Activity. For the entries that follow, restate word for word the line containing "positive clicks: (46, 1) (105, 438)", the line containing "negative clicks: (736, 205) (763, 286)", and every line that lies between them.

Material supplied.
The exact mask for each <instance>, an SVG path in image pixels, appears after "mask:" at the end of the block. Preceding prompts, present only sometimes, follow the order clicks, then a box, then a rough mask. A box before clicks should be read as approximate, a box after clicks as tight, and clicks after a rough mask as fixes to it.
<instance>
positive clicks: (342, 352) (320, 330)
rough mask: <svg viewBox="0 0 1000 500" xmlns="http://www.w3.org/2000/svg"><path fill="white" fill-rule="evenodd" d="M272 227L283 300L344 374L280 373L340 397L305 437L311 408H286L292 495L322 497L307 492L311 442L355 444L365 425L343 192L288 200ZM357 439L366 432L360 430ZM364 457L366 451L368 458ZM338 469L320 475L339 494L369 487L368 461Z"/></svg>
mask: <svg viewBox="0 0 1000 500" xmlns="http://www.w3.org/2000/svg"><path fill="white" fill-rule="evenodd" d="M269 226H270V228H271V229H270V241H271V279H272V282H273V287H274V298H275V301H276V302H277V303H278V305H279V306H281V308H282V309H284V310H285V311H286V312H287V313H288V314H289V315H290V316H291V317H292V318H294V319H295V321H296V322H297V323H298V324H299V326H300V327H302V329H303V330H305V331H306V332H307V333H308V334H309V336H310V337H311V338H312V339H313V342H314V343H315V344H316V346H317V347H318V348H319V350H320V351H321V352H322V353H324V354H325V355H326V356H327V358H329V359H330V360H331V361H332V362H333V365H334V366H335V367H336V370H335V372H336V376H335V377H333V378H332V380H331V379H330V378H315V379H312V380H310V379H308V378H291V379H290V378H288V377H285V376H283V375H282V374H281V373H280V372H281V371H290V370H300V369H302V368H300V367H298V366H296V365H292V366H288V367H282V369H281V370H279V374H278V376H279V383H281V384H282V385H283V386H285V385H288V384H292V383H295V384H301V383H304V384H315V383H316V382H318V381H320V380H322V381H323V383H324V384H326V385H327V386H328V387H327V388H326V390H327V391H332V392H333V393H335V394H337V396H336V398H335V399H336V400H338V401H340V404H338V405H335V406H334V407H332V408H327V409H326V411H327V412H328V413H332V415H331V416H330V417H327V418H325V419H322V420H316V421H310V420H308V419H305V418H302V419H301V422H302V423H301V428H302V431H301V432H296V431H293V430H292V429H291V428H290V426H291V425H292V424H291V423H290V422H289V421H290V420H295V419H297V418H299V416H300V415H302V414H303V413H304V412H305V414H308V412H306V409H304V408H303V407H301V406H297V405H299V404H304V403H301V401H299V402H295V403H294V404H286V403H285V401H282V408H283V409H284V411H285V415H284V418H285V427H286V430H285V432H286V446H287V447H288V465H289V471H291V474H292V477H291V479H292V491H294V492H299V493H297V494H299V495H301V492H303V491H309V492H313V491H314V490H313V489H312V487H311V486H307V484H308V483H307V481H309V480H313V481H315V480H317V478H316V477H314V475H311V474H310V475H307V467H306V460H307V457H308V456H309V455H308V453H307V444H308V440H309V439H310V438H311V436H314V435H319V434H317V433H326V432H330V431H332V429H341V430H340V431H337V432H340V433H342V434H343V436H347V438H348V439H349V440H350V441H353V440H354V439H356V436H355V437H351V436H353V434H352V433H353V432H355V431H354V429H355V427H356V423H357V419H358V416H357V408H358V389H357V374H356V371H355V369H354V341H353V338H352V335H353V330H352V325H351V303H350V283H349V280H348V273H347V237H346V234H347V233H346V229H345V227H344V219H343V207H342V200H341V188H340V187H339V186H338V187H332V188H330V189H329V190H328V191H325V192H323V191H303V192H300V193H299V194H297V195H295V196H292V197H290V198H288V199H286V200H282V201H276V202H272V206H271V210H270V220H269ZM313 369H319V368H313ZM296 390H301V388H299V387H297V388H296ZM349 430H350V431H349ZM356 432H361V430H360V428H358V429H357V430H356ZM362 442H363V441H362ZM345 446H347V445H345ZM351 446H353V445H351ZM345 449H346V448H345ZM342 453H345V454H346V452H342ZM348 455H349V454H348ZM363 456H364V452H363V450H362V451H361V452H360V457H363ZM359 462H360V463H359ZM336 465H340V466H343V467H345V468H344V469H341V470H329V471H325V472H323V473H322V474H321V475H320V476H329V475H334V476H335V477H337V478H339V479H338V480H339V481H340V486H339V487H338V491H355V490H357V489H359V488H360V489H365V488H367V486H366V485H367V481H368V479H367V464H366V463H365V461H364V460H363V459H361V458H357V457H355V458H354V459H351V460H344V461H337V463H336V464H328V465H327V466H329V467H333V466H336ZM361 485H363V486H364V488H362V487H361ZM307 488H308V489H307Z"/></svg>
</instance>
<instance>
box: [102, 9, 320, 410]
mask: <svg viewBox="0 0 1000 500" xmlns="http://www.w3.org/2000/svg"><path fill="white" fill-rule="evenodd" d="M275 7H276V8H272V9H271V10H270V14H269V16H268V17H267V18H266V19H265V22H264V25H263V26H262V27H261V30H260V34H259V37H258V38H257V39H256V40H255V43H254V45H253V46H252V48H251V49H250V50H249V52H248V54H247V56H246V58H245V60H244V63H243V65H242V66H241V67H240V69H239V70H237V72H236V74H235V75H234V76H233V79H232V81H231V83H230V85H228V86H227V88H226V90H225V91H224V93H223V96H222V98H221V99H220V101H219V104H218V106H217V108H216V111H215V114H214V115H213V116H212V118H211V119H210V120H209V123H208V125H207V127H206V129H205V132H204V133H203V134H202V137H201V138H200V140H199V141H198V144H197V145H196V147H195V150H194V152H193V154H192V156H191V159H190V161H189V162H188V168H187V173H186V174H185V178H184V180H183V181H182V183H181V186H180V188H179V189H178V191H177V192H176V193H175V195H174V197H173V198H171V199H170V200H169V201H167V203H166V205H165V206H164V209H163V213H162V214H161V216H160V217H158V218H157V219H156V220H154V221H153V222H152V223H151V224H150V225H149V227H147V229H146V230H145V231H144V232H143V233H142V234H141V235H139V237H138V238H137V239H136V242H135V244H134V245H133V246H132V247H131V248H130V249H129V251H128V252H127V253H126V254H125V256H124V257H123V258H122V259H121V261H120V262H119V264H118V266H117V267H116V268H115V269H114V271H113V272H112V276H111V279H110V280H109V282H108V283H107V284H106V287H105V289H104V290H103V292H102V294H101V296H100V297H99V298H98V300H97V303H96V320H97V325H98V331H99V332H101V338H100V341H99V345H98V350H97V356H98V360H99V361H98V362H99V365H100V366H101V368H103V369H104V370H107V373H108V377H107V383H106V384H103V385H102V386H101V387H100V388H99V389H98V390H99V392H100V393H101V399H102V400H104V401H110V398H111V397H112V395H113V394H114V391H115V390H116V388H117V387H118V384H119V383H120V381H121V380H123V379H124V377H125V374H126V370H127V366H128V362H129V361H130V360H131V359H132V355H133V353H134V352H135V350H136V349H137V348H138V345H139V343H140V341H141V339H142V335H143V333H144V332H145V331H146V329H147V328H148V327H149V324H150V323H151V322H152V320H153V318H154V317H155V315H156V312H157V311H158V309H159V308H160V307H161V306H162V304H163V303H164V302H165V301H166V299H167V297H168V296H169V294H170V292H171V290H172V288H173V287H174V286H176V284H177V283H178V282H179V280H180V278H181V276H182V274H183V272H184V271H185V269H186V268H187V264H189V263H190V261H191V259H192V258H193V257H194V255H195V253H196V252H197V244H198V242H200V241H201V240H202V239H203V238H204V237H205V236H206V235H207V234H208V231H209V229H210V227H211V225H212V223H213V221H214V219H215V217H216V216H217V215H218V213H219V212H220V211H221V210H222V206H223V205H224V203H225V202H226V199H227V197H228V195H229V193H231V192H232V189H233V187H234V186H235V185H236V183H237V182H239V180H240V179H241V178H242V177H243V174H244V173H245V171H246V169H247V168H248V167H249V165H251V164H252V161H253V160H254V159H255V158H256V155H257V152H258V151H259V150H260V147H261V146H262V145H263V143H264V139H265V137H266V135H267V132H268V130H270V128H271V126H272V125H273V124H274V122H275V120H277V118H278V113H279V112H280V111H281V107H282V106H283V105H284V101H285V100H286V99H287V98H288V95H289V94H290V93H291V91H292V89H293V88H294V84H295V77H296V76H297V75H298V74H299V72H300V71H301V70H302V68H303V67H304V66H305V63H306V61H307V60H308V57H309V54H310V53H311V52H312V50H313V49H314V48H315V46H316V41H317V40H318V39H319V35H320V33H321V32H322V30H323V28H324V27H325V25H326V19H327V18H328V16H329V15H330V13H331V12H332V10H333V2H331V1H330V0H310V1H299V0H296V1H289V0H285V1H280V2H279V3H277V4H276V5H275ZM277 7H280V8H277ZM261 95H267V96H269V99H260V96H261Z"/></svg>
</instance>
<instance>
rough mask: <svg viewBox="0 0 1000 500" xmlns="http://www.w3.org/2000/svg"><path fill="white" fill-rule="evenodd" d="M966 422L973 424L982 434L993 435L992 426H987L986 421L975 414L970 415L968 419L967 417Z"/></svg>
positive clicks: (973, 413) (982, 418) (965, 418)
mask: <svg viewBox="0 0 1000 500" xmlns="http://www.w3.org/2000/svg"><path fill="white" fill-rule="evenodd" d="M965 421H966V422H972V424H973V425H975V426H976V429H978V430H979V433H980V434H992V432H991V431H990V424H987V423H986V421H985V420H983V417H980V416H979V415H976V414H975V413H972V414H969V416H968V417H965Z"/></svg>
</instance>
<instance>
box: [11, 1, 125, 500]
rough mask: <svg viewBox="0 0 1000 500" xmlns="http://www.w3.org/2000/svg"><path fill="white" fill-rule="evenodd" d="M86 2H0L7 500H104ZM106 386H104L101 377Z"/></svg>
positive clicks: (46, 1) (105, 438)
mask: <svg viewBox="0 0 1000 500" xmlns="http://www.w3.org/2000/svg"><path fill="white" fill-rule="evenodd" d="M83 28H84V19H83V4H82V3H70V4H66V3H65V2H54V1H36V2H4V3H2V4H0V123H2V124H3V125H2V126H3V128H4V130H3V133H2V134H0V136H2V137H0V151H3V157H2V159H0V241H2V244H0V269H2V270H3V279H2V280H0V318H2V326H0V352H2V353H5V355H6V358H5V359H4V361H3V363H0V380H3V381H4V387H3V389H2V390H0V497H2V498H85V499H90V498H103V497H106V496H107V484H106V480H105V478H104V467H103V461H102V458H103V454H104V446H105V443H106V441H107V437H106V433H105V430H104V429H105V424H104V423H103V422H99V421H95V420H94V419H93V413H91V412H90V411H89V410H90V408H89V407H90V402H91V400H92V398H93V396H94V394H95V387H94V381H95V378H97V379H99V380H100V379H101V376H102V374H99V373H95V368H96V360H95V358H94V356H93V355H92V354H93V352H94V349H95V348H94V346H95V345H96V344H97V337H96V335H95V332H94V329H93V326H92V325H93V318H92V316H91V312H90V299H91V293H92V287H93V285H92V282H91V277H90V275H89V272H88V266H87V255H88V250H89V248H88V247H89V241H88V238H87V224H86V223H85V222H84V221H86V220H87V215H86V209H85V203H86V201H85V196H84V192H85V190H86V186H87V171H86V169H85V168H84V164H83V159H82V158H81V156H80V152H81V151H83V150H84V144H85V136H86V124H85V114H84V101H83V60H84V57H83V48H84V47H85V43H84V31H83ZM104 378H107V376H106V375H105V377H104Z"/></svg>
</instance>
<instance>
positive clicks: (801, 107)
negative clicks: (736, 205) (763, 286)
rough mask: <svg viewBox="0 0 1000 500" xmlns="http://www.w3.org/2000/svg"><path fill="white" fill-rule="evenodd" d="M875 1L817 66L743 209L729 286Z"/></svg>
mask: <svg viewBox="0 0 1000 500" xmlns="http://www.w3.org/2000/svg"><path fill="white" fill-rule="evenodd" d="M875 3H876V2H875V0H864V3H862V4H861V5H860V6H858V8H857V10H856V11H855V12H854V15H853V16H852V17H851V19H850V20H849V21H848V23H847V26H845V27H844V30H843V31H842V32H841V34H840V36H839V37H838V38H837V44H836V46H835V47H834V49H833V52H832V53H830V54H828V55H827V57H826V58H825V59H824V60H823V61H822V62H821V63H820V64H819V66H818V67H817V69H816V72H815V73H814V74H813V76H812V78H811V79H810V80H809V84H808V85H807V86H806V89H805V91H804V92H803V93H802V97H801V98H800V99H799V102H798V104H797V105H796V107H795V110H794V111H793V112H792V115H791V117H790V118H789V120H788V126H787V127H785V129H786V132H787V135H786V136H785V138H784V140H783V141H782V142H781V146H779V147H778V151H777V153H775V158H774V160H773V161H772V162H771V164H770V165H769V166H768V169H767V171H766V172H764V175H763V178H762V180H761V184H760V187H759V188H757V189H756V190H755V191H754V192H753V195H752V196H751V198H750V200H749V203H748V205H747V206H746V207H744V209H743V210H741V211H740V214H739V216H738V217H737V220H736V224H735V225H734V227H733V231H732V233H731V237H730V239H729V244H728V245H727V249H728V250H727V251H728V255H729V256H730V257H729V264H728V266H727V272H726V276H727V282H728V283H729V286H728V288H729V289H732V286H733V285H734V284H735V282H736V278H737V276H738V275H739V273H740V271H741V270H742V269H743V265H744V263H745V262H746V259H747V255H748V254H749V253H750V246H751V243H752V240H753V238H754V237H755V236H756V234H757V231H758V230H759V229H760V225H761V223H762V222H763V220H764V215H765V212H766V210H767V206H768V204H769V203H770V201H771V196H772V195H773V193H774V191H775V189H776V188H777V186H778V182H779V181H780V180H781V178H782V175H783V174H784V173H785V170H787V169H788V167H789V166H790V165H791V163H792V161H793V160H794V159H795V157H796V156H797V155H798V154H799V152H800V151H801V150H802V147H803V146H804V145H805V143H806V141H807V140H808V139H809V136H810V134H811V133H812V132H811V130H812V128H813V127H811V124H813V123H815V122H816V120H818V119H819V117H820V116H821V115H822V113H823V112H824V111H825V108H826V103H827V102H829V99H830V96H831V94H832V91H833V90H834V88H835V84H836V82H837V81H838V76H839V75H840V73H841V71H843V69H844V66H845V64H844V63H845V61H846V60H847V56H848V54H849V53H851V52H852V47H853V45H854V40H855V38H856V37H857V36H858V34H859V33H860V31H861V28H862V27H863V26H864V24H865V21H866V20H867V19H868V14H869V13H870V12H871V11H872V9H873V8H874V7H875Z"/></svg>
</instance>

Solution to this problem.
positive clicks: (46, 1) (105, 438)
mask: <svg viewBox="0 0 1000 500" xmlns="http://www.w3.org/2000/svg"><path fill="white" fill-rule="evenodd" d="M83 28H84V19H83V4H82V3H70V4H66V3H65V2H54V1H36V2H4V3H2V4H0V123H2V124H3V125H2V126H3V128H4V130H3V133H2V134H0V136H2V137H0V151H3V157H2V159H0V241H2V244H0V269H2V270H3V279H2V280H0V318H2V326H0V352H2V353H5V355H6V358H5V359H4V361H3V363H0V380H3V381H4V387H3V389H2V390H0V497H2V498H85V499H90V498H103V497H106V496H107V484H106V480H105V478H104V467H103V461H102V458H103V454H104V446H105V443H106V441H107V437H106V433H105V430H104V429H105V424H104V423H103V422H99V421H95V420H94V419H93V413H91V412H90V411H89V410H90V408H89V407H90V402H91V400H92V398H93V396H94V394H95V387H94V381H95V378H97V379H99V380H100V379H101V376H102V374H99V373H95V368H96V360H95V358H94V356H93V355H92V354H93V352H94V349H95V348H94V346H95V345H96V344H97V337H96V335H95V332H94V329H93V326H92V325H93V318H92V316H91V312H90V299H91V293H92V287H93V285H92V282H91V277H90V275H89V272H88V266H87V255H88V250H89V248H88V247H89V241H88V238H87V224H86V223H85V222H84V221H86V220H87V215H86V209H85V203H86V201H85V196H84V192H85V190H86V186H87V171H86V169H85V168H84V164H83V159H82V158H81V156H80V152H81V151H83V150H84V144H85V136H86V124H85V114H84V101H83V60H84V57H83V48H84V47H85V43H84V31H83ZM104 378H107V376H106V375H105V377H104Z"/></svg>
</instance>
<instance>
positive clicks: (801, 107)
negative clicks: (736, 205) (763, 286)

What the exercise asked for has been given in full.